Task goal> The reply should contain all of the data below, word for word.

Stored data>
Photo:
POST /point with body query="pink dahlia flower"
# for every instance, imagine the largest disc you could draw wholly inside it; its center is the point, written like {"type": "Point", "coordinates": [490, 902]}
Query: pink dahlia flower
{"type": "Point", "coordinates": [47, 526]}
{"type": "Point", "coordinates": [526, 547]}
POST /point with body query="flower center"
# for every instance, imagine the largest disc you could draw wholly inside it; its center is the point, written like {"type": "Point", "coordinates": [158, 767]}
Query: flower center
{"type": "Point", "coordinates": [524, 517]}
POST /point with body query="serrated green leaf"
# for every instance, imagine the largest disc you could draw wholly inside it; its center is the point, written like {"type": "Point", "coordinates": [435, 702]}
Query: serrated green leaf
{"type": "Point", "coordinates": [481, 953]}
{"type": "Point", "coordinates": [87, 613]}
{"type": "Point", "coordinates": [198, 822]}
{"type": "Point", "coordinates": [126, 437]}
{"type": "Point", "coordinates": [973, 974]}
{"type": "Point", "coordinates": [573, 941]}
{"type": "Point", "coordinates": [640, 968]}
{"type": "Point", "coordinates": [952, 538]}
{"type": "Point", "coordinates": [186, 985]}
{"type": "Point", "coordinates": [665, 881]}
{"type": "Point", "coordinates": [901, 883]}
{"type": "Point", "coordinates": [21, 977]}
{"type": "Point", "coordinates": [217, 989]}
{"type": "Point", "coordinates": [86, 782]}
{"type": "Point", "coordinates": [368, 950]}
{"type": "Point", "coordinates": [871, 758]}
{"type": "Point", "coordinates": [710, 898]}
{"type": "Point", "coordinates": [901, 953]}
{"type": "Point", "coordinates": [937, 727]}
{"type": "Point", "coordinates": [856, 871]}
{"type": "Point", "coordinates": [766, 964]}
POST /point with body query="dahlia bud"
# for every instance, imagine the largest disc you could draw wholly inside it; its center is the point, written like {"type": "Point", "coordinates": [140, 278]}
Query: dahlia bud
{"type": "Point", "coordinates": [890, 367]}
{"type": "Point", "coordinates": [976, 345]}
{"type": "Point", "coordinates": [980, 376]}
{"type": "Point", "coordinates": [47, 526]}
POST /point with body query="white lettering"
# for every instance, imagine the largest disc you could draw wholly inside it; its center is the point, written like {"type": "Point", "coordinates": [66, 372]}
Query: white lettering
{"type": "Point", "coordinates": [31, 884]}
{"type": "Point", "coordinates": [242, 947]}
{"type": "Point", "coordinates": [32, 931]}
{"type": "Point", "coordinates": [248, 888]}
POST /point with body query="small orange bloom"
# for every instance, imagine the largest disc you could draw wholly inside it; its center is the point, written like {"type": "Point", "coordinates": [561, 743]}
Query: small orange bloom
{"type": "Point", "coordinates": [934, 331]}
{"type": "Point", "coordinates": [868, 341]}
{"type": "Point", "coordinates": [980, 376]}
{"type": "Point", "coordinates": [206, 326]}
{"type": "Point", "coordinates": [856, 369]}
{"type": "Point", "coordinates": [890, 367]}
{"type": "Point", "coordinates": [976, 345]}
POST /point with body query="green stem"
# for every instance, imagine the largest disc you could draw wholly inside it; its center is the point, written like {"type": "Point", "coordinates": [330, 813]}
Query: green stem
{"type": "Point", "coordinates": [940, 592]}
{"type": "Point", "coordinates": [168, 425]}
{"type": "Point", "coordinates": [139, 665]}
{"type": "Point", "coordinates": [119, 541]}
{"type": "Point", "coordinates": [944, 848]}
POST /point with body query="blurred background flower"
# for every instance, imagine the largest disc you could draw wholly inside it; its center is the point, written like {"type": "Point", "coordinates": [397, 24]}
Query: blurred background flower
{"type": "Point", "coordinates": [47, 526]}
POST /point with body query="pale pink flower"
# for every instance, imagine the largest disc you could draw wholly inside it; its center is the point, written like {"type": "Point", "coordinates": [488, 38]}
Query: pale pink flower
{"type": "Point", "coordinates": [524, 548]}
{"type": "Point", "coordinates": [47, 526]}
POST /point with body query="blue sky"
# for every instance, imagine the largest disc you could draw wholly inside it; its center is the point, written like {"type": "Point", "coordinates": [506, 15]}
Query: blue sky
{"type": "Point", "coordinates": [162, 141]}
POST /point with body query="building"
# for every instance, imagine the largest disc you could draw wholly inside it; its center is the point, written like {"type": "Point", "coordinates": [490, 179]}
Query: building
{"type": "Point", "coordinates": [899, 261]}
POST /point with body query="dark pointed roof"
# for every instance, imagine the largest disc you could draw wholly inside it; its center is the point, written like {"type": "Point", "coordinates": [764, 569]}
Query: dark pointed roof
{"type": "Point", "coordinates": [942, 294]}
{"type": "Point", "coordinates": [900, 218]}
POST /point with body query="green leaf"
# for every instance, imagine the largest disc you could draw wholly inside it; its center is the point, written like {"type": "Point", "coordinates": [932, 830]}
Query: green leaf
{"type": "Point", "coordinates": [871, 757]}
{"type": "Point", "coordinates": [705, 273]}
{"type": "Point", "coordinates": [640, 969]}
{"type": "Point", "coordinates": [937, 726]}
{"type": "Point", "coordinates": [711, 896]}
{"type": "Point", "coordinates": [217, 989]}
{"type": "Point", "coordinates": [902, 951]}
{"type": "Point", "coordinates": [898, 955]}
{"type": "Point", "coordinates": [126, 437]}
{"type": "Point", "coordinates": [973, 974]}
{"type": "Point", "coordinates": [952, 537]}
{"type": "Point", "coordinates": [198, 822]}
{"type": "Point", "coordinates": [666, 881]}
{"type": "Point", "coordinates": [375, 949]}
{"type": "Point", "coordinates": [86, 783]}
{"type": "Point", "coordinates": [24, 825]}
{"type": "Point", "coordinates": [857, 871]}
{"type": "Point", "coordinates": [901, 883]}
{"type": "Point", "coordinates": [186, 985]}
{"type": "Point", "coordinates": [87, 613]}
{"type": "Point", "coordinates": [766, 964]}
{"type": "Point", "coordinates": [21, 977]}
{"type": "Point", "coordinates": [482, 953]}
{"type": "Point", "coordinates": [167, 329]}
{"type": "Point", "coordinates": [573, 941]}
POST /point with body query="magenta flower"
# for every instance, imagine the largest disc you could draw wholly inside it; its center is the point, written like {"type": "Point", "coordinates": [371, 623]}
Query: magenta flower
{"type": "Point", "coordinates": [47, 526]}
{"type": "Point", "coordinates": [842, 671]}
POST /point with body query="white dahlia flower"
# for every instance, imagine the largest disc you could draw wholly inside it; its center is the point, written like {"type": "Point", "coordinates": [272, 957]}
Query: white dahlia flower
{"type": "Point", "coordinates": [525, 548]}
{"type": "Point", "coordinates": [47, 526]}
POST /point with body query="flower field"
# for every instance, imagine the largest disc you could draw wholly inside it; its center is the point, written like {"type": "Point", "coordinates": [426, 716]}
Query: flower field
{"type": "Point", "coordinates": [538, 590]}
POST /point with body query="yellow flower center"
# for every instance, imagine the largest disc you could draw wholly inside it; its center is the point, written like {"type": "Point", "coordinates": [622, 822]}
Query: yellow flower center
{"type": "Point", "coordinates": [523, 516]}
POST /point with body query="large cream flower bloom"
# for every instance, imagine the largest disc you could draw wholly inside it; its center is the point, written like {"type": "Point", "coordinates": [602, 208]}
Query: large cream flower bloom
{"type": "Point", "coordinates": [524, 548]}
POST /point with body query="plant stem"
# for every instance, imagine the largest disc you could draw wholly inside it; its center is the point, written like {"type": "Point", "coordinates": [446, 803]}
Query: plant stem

Exercise answer>
Photo:
POST /point with body query="pink dahlia flower"
# for every instance, imagine the largest disc you could draw wholly inside it; its center is the point, written like {"type": "Point", "coordinates": [490, 902]}
Query: pink dahlia flower
{"type": "Point", "coordinates": [47, 526]}
{"type": "Point", "coordinates": [526, 547]}
POST /point with body query="flower center"
# for every instance, imagine the largest disc you could draw wholly inside it; its center is the point, written like {"type": "Point", "coordinates": [158, 767]}
Query: flower center
{"type": "Point", "coordinates": [524, 517]}
POST /point with body query="serrated green leaf"
# for every instance, imagine the largest disc you could draw wholly inside it; its center is the point, written like {"type": "Point", "coordinates": [435, 702]}
Query: serrated green leaf
{"type": "Point", "coordinates": [481, 953]}
{"type": "Point", "coordinates": [87, 613]}
{"type": "Point", "coordinates": [198, 822]}
{"type": "Point", "coordinates": [126, 437]}
{"type": "Point", "coordinates": [973, 974]}
{"type": "Point", "coordinates": [573, 941]}
{"type": "Point", "coordinates": [640, 968]}
{"type": "Point", "coordinates": [952, 538]}
{"type": "Point", "coordinates": [186, 985]}
{"type": "Point", "coordinates": [665, 881]}
{"type": "Point", "coordinates": [901, 883]}
{"type": "Point", "coordinates": [21, 977]}
{"type": "Point", "coordinates": [217, 989]}
{"type": "Point", "coordinates": [86, 782]}
{"type": "Point", "coordinates": [368, 950]}
{"type": "Point", "coordinates": [871, 758]}
{"type": "Point", "coordinates": [710, 898]}
{"type": "Point", "coordinates": [901, 953]}
{"type": "Point", "coordinates": [937, 727]}
{"type": "Point", "coordinates": [856, 871]}
{"type": "Point", "coordinates": [766, 964]}
POST /point with body query="dahlia bud"
# for every instance, imagine the largest disc you could draw wholly inside it; its center is the point, written like {"type": "Point", "coordinates": [140, 278]}
Query: dahlia bud
{"type": "Point", "coordinates": [890, 367]}
{"type": "Point", "coordinates": [976, 345]}
{"type": "Point", "coordinates": [980, 376]}
{"type": "Point", "coordinates": [47, 526]}
POST /point with body query="white lettering"
# for every instance, imagine the largest disc you could draw wholly inside it; its center is the point, written like {"type": "Point", "coordinates": [66, 372]}
Query: white lettering
{"type": "Point", "coordinates": [31, 884]}
{"type": "Point", "coordinates": [242, 947]}
{"type": "Point", "coordinates": [32, 931]}
{"type": "Point", "coordinates": [248, 888]}
POST /point with body query="small orange bloom"
# for every instance, imagine the largest disc you could draw wholly inside it; its center is the point, written like {"type": "Point", "coordinates": [561, 743]}
Query: small orange bloom
{"type": "Point", "coordinates": [934, 331]}
{"type": "Point", "coordinates": [868, 341]}
{"type": "Point", "coordinates": [980, 376]}
{"type": "Point", "coordinates": [206, 326]}
{"type": "Point", "coordinates": [856, 369]}
{"type": "Point", "coordinates": [890, 367]}
{"type": "Point", "coordinates": [976, 345]}
POST /point with body query="green stem"
# for every instance, imagine the largest disc you could draw wholly inside it; its center is the point, written like {"type": "Point", "coordinates": [330, 813]}
Query: green stem
{"type": "Point", "coordinates": [940, 592]}
{"type": "Point", "coordinates": [168, 425]}
{"type": "Point", "coordinates": [139, 665]}
{"type": "Point", "coordinates": [119, 541]}
{"type": "Point", "coordinates": [944, 848]}
POST /point with body query="blurred background flower"
# for every instance, imagine the largest disc you could draw wholly inside it; its center is the point, written like {"type": "Point", "coordinates": [397, 24]}
Query: blurred background flower
{"type": "Point", "coordinates": [47, 526]}
POST /point with body query="pale pink flower"
# for every instance, imagine the largest disc you could draw wholly inside it; its center is the point, written like {"type": "Point", "coordinates": [488, 38]}
Query: pale pink flower
{"type": "Point", "coordinates": [524, 548]}
{"type": "Point", "coordinates": [47, 526]}
POST /point with body query="blue sky"
# for every instance, imagine the largest disc you could draw wholly inside it; its center is the point, written like {"type": "Point", "coordinates": [506, 15]}
Query: blue sky
{"type": "Point", "coordinates": [162, 141]}
POST /point with body query="building"
# for every instance, imagine the largest disc you could draw wholly inside it; its center is the point, written like {"type": "Point", "coordinates": [490, 179]}
Query: building
{"type": "Point", "coordinates": [899, 261]}
POST /point with body query="dark pointed roof"
# for every instance, imagine the largest disc you could draw wholly inside it; its center is the point, written like {"type": "Point", "coordinates": [764, 569]}
Query: dark pointed roof
{"type": "Point", "coordinates": [942, 294]}
{"type": "Point", "coordinates": [900, 218]}
POST /point with body query="green leaf"
# for every instance, imagine the largest disc you could draw wholly inside it; its center is the point, written like {"type": "Point", "coordinates": [932, 830]}
Query: green leaf
{"type": "Point", "coordinates": [871, 757]}
{"type": "Point", "coordinates": [705, 273]}
{"type": "Point", "coordinates": [640, 969]}
{"type": "Point", "coordinates": [937, 726]}
{"type": "Point", "coordinates": [711, 896]}
{"type": "Point", "coordinates": [217, 989]}
{"type": "Point", "coordinates": [902, 951]}
{"type": "Point", "coordinates": [898, 955]}
{"type": "Point", "coordinates": [126, 437]}
{"type": "Point", "coordinates": [973, 974]}
{"type": "Point", "coordinates": [952, 537]}
{"type": "Point", "coordinates": [198, 822]}
{"type": "Point", "coordinates": [666, 881]}
{"type": "Point", "coordinates": [375, 949]}
{"type": "Point", "coordinates": [86, 783]}
{"type": "Point", "coordinates": [24, 825]}
{"type": "Point", "coordinates": [857, 871]}
{"type": "Point", "coordinates": [901, 883]}
{"type": "Point", "coordinates": [186, 985]}
{"type": "Point", "coordinates": [87, 613]}
{"type": "Point", "coordinates": [766, 964]}
{"type": "Point", "coordinates": [21, 977]}
{"type": "Point", "coordinates": [482, 953]}
{"type": "Point", "coordinates": [167, 329]}
{"type": "Point", "coordinates": [573, 941]}
POST /point with body query="magenta flower"
# for every instance, imagine the largest disc you could draw wholly inside it; its center is the point, written like {"type": "Point", "coordinates": [371, 623]}
Query: magenta flower
{"type": "Point", "coordinates": [47, 526]}
{"type": "Point", "coordinates": [842, 671]}
POST /point with body query="white dahlia flower"
# for every instance, imagine the largest disc you could draw wholly inside it; its center is the point, written like {"type": "Point", "coordinates": [272, 957]}
Query: white dahlia flower
{"type": "Point", "coordinates": [525, 548]}
{"type": "Point", "coordinates": [47, 526]}
POST /point with body query="flower field"
# for every instance, imagine the largest disc you could draw wholly inside it; its center is the point, written like {"type": "Point", "coordinates": [426, 716]}
Query: flower field
{"type": "Point", "coordinates": [538, 590]}
POST /point with body query="yellow flower center"
# for every instance, imagine the largest disc you could draw wholly inside it; its center is the point, written like {"type": "Point", "coordinates": [622, 822]}
Query: yellow flower center
{"type": "Point", "coordinates": [523, 516]}
POST /point with body query="large cream flower bloom"
# for every instance, imagine the largest disc you could draw wholly inside it; its center is the point, written like {"type": "Point", "coordinates": [602, 208]}
Query: large cream flower bloom
{"type": "Point", "coordinates": [524, 548]}
POST /point with body query="plant stem"
# for every instance, imagine the largest disc you could draw wholly inside it; its center is the point, written like {"type": "Point", "coordinates": [446, 803]}
Query: plant stem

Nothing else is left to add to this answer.